--- Begin ---

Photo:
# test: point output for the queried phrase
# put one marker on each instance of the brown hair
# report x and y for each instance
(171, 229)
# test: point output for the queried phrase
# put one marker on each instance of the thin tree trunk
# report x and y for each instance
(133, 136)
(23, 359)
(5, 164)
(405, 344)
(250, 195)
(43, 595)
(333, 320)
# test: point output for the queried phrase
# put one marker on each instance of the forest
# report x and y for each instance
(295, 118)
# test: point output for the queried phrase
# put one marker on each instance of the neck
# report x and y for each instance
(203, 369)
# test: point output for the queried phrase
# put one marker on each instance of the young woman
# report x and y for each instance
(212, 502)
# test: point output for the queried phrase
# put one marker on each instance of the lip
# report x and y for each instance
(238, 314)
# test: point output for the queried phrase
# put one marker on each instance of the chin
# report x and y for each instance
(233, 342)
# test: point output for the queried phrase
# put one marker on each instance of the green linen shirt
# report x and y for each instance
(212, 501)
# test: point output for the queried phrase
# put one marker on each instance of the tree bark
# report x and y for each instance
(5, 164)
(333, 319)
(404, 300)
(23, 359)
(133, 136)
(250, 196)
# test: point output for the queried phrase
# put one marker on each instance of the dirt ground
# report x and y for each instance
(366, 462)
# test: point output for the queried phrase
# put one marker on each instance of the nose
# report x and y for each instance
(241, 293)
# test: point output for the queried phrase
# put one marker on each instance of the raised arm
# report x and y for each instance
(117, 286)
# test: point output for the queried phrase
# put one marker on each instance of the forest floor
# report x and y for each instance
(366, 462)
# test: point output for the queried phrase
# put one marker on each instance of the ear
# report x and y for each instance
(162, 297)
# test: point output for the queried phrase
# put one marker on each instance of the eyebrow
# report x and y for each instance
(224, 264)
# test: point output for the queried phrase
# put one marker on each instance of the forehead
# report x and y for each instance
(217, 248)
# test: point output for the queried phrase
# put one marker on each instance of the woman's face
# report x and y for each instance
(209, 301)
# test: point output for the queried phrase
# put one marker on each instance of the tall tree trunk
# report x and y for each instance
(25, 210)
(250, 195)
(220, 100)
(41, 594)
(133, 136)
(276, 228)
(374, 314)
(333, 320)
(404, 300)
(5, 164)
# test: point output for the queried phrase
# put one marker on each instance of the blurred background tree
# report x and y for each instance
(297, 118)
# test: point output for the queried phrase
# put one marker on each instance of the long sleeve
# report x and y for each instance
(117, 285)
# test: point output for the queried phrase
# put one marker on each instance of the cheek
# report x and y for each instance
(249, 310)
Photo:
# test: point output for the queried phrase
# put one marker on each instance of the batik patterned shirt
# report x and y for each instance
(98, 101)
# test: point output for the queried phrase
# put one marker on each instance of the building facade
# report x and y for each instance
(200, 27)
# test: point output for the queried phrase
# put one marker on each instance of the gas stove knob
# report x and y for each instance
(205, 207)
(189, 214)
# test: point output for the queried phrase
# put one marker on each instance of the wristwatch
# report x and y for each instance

--- End ---

Exercise >>
The lines above should be duplicated exactly.

Answer in full >>
Photo:
# test: point output for the queried phrase
# put one marker on each instance of the brown hair
# report x and y for each instance
(171, 229)
# test: point output for the queried phrase
# put one marker on each instance of the thin tree trunk
# report x and y for each instance
(133, 136)
(23, 359)
(5, 164)
(405, 344)
(250, 195)
(43, 595)
(333, 320)
# test: point output for the queried phrase
# put one marker on each instance of the forest
# report x and y for each instance
(295, 118)
# test: point output for the queried phrase
# put one marker on each instance of the neck
# report x and y for each instance
(203, 369)
# test: point output for the queried phrase
# put one marker on each instance of the young woman
# report x and y for each instance
(212, 502)
# test: point output for the queried phrase
# put one marker on each instance of the lip
# report x and y for each instance
(238, 314)
# test: point output for the queried phrase
# put one marker on each instance of the chin
# report x and y for each instance
(233, 342)
# test: point output for the queried phrase
# put one marker on each instance of the green linen shirt
# report x and y for each instance
(212, 501)
# test: point output for the queried phrase
# put one marker on each instance of the tree bark
# report x and y for each instance
(5, 164)
(333, 319)
(404, 300)
(23, 359)
(133, 136)
(250, 196)
# test: point output for the queried phrase
# put one marker on each instance of the dirt ground
# report x and y for each instance
(366, 462)
# test: point output for the queried phrase
# put one marker on each instance of the nose
# report x and y for each instance
(241, 293)
# test: point output for the queried phrase
# put one marker on each instance of the raised arm
# report x and y for each instance
(117, 286)
# test: point output for the queried phrase
# put one marker on each instance of the forest floor
# report x and y for each instance
(366, 462)
# test: point output for the queried phrase
# put one marker on each instance of the ear
# report x and y for each instance
(162, 297)
# test: point output for the queried phrase
# put one marker on each instance of the eyebrow
# report x and y for each instance
(224, 264)
# test: point output for the queried phrase
# put one marker on each instance of the forehead
# report x and y for each instance
(217, 248)
# test: point output for the queried phrase
# put one marker on each instance of the woman's face
# report x and y for each instance
(209, 301)
# test: point output for the queried phrase
# put one marker on each instance of the tall tree trunk
# report x and y for each instance
(25, 210)
(250, 195)
(220, 100)
(41, 594)
(133, 136)
(276, 228)
(374, 314)
(333, 320)
(404, 300)
(5, 164)
# test: point output for the queried phrase
# put one marker on each instance of the blurred background tree
# report x and y for each instance
(297, 118)
# test: point output for the queried phrase
# put one marker on each instance of the long sleeve
# report x and y for each instance
(117, 285)
# test: point output for the queried phrase
# put one marker on each instance of the cheek
# report x and y for each instance
(249, 310)
Photo:
# test: point output for the queried phrase
# put one marker on each instance of the batik patterned shirt
# report x and y for each instance
(98, 101)
# test: point output for the queried phrase
# put one marker on each instance of the building facade
# report x and y for each instance
(200, 27)
# test: point output for the queried phrase
# put one marker on each instance of the gas stove knob
# report x and y for each instance
(205, 207)
(189, 214)
# test: point output for the queried phrase
# put one marker on each instance of the wristwatch
# report x and y for each instance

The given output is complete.